[Begin AVAILABLE DATA]
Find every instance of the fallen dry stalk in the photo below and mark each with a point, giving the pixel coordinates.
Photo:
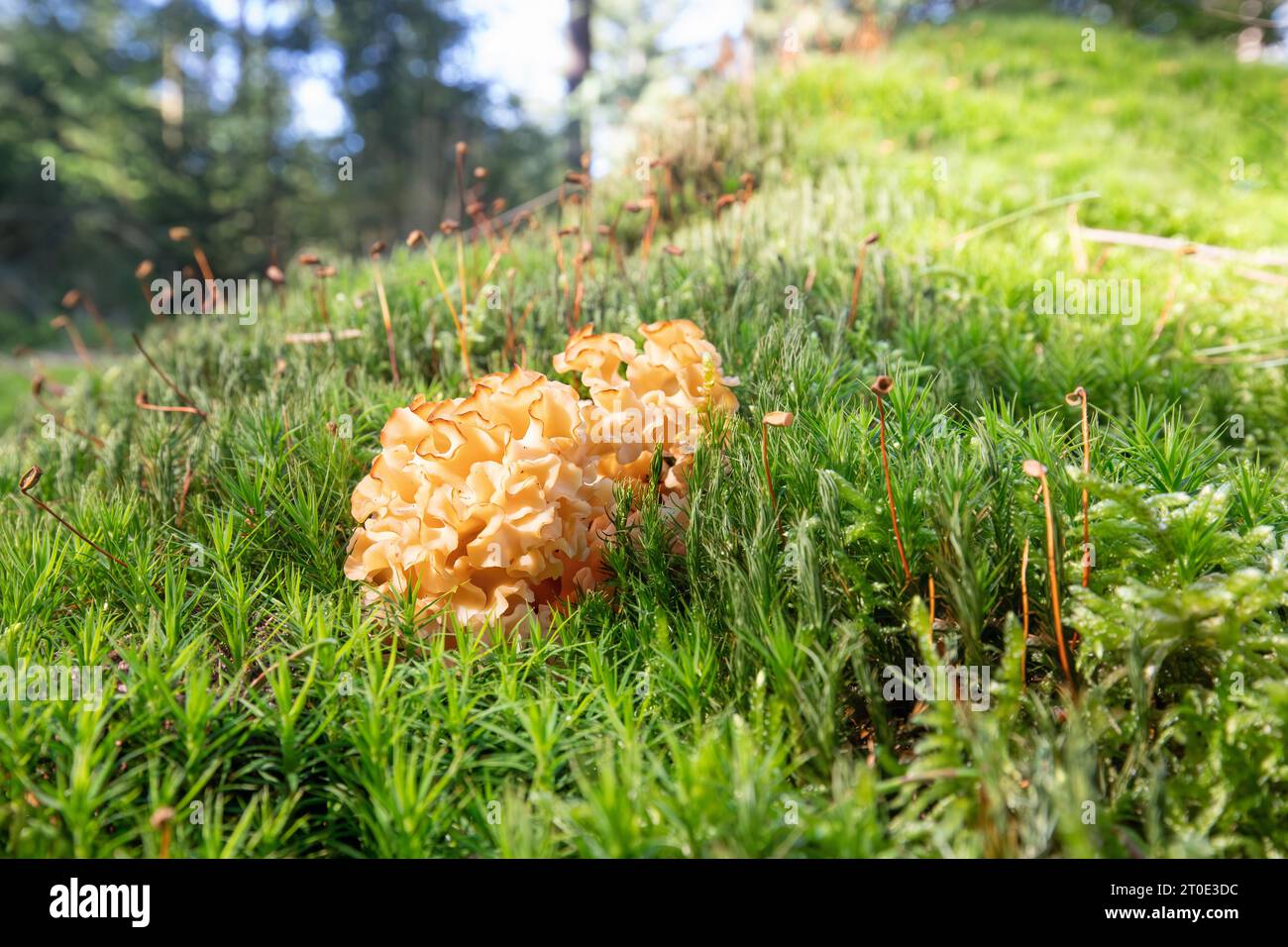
(29, 480)
(881, 388)
(320, 338)
(1034, 470)
(141, 401)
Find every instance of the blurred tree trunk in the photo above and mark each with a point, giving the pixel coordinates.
(579, 64)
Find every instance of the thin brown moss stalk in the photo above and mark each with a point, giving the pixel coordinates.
(1076, 398)
(881, 386)
(857, 286)
(1034, 470)
(376, 249)
(77, 342)
(27, 482)
(1170, 299)
(774, 419)
(168, 381)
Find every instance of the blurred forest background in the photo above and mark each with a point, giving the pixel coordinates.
(124, 118)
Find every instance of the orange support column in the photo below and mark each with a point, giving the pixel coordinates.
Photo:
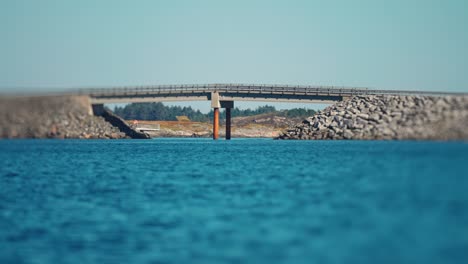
(228, 123)
(216, 124)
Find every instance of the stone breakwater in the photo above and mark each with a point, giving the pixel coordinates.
(53, 117)
(388, 117)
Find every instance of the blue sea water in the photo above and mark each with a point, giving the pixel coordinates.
(239, 201)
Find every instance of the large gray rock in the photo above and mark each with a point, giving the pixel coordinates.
(392, 117)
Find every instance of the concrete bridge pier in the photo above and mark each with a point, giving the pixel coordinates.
(216, 104)
(228, 105)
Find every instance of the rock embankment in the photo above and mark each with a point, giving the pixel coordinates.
(388, 117)
(53, 117)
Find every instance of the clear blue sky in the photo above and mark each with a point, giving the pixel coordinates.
(400, 44)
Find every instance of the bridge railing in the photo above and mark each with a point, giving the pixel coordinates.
(249, 88)
(228, 88)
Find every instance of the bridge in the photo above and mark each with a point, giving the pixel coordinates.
(224, 95)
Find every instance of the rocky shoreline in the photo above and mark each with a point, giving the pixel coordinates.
(60, 117)
(387, 118)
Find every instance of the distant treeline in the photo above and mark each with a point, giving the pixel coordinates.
(159, 111)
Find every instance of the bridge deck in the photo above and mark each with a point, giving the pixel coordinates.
(238, 92)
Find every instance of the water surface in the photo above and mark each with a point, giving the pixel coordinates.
(243, 201)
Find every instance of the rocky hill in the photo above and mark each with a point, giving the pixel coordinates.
[End AVAILABLE DATA]
GIVEN REQUEST
Copy the material above word for word, leaving out the pictures.

SOLUTION TO THIS EXERCISE
Find every instance of the fallen dry stalk in the photo below and mark each with a point, giving the pixel coordinates.
Photo:
(29, 480)
(881, 388)
(320, 338)
(1034, 470)
(141, 401)
Find every instance of the blurred tree trunk in the photo above and mark each with a point, giving the pixel coordinates.
(579, 64)
Find every instance of the thin brown moss stalk in the photo above and mark each with a point, giving the pixel coordinates.
(1076, 398)
(881, 386)
(857, 286)
(1034, 470)
(376, 249)
(77, 342)
(27, 482)
(1170, 299)
(774, 419)
(168, 381)
Find every instance of the blurred forest background in the photo above and mark each with a point, giving the pixel coordinates.
(124, 118)
Find every instance of the orange support column in the photo below and mark each with a point, giving the pixel coordinates.
Photo:
(228, 123)
(216, 124)
Find every instance of the stone breakwater in the photo above and mark each with a point, giving the pixel coordinates.
(53, 117)
(388, 117)
Find every instance of the blue sea water in the photo above and mark each with a point, giving the pixel coordinates.
(239, 201)
Find every instance of the large gray rock in the photo above and mark each with a point, giving the pixel coordinates.
(392, 117)
Find every instance of the concrete bridge pier in the photo above and mark each with a point, giving the pixel coordinates.
(216, 104)
(228, 105)
Find every instance of the rock embankment in the photo above and mark each with a point, giving the pixel coordinates.
(388, 117)
(53, 117)
Find every instance of the clear blue sky in the photo above and mark each with a point, giving the pixel coordinates.
(400, 44)
Find every instance of the bridge railing in the photo above and mark each with a point, giving the pixel coordinates.
(249, 88)
(228, 88)
Find every instance of the bridge in the photo above and mark each with a point, giving the pixel coordinates.
(224, 95)
Find every instance of the rocky shoreline in the photo above and mark each with a point, giving the pixel coordinates.
(60, 117)
(387, 118)
Find every instance of the distant treeline in the photo above and mark each with a point, giving the pixel coordinates.
(159, 111)
Find every instance of the bridge deck in the photo above and mark each with a point, giving the pixel coordinates.
(238, 92)
Find every instance of the water surface in the photo above and mark each with a point, giving the pixel coordinates.
(243, 201)
Find every instance of the rocky hill in the photo above and mark each with a point, giving the pixel coordinates.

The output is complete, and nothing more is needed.